**TEXT EXCERPT:**
****************************************

2. Performance of Services.
(a) During the Employment Period, Employee agrees to
perform faithfully the duties assigned to him by the
Company, to devote his full and undivided business time,
attention, and services to the business of the Company and
not to engage in any other substantial business
activities; provided, however, that nothing herein shall
restrict Employee from conducting other business that does
not conflict with his obligations under the terms of this
Agreement.
(b) All duties hereunder shall be rendered in Placer
County, California, and Washoe County, Nevada, on a
temporary basis, at such other places as the interests,
needs, business, and opportunities of the Company shall
require; provided, however, that (i) Company shall pay all
reasonable expenses incurred by Employee as a result of
such temporary duties, and (ii) Employee shall not be
required to relocate his residence without the prior
written mutual consent of the Company and Employee.
(c) Employee shall observe and comply with the
commercially reasonable rules and regulations of the
Company respecting its business and shall carry out and
perform such commercially reasonable orders, directions,
and policies of the Company as they may be from time to
time communicated to Employee either orally or in writing.
Employee shall give precedence to all applicable rules,
regulations, and laws governing the business of the
Company known to Employee.
3. Exclusivity of Services and Nondisclosure of
Confidential Information.
(a) Employee agrees that for a period ending one (1)

****************************************

**RAW RECORDS:**
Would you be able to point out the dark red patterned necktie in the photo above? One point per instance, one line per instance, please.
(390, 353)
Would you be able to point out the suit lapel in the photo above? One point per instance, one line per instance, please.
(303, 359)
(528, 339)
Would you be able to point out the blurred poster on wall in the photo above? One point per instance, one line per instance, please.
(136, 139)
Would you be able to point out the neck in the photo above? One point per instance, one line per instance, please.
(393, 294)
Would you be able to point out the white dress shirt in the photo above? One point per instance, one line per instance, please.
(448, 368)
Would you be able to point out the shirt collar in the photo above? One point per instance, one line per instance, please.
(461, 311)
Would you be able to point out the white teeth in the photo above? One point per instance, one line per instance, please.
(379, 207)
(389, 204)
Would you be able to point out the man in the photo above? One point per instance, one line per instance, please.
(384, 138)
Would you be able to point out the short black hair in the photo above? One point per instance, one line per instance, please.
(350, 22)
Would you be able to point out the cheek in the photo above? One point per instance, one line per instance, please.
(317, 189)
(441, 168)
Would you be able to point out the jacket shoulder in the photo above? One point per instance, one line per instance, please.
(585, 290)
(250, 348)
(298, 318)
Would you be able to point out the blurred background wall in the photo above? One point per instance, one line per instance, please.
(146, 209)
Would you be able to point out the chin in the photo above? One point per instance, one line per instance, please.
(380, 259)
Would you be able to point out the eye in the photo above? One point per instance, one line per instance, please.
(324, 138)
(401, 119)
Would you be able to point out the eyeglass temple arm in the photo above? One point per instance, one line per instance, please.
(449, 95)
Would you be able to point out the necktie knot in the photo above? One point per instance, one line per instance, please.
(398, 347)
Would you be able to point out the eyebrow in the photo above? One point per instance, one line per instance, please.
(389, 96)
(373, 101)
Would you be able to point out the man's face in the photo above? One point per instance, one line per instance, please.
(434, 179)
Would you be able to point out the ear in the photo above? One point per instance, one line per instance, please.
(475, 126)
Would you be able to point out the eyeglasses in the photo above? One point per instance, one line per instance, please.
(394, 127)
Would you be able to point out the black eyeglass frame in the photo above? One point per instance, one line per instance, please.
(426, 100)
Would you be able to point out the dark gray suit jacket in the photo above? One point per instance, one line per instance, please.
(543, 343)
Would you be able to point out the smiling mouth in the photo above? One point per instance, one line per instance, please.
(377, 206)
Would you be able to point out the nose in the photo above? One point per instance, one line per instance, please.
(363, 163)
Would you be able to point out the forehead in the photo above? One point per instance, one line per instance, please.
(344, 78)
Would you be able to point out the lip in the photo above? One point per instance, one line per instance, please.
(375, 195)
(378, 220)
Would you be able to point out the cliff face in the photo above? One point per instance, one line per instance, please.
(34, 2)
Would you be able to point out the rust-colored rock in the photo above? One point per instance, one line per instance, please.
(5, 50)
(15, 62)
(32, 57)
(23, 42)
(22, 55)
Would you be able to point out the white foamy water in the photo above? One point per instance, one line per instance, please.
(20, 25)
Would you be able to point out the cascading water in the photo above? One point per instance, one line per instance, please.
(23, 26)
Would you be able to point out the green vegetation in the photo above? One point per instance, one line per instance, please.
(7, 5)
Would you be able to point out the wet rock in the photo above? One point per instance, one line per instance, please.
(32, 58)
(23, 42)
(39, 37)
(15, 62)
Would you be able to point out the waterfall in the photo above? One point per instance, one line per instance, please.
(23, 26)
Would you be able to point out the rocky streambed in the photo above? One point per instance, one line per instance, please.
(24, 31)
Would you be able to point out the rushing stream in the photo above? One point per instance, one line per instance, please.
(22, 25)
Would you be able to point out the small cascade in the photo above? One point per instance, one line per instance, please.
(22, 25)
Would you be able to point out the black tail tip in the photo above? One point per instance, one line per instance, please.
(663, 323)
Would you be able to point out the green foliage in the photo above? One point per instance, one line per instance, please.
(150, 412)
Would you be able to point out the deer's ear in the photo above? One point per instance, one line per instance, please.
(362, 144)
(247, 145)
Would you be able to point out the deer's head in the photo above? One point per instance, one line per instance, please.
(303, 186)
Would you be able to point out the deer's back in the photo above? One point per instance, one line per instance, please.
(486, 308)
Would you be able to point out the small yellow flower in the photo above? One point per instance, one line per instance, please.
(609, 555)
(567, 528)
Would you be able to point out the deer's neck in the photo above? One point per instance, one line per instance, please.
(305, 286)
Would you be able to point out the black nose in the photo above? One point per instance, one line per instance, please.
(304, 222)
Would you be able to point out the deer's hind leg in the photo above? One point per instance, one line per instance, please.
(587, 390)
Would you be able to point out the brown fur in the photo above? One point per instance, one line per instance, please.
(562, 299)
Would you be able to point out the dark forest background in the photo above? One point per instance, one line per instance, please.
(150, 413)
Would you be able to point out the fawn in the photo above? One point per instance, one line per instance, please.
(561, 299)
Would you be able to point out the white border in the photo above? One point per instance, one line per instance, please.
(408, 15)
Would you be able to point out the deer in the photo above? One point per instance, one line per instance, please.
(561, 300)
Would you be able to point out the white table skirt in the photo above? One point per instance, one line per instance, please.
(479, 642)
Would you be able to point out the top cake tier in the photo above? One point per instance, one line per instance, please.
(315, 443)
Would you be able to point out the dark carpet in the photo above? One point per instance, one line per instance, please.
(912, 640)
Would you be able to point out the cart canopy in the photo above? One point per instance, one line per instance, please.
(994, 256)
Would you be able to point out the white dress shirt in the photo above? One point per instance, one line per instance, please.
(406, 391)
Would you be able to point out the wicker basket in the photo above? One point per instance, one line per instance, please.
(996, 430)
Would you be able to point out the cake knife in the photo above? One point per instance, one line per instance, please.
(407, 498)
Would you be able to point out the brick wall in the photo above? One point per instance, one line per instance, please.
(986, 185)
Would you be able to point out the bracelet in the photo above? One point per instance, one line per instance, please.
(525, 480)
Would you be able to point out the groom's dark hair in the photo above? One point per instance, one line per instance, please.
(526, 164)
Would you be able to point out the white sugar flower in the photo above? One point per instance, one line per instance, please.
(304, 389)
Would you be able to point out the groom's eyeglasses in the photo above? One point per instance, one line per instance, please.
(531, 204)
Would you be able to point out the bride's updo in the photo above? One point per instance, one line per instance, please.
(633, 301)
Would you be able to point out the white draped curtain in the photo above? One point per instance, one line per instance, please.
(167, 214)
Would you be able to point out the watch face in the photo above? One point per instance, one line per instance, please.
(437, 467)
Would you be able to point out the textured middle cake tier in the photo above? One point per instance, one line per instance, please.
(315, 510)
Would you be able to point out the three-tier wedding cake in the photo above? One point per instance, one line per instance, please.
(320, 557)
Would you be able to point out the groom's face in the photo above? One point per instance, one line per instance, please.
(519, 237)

****************************************

**TASK TO COMPLETE:** Reproduce the part of the employment agreement text that begins at the words "(c) Employee shall" and stops after "Confidential Information.", copying it word for word.

**WRITTEN REPLY:**
(c) Employee shall observe and comply with the
commercially reasonable rules and regulations of the
Company respecting its business and shall carry out and
perform such commercially reasonable orders, directions,
and policies of the Company as they may be from time to
time communicated to Employee either orally or in writing.
Employee shall give precedence to all applicable rules,
regulations, and laws governing the business of the
Company known to Employee.
3. Exclusivity of Services and Nondisclosure of
Confidential Information.